Problem to solve: Reproduce exactly the line in which "TARGET: ornate lantern" occurs and all the lines after it, ending with the last line.

Information provided:
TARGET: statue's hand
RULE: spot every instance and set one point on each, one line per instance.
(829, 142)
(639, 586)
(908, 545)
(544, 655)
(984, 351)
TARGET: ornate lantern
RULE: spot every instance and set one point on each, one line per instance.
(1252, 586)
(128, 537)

Answer for the task:
TARGET: ornate lantern
RULE: spot every instance and set one point on each, one line per instance.
(1252, 586)
(128, 537)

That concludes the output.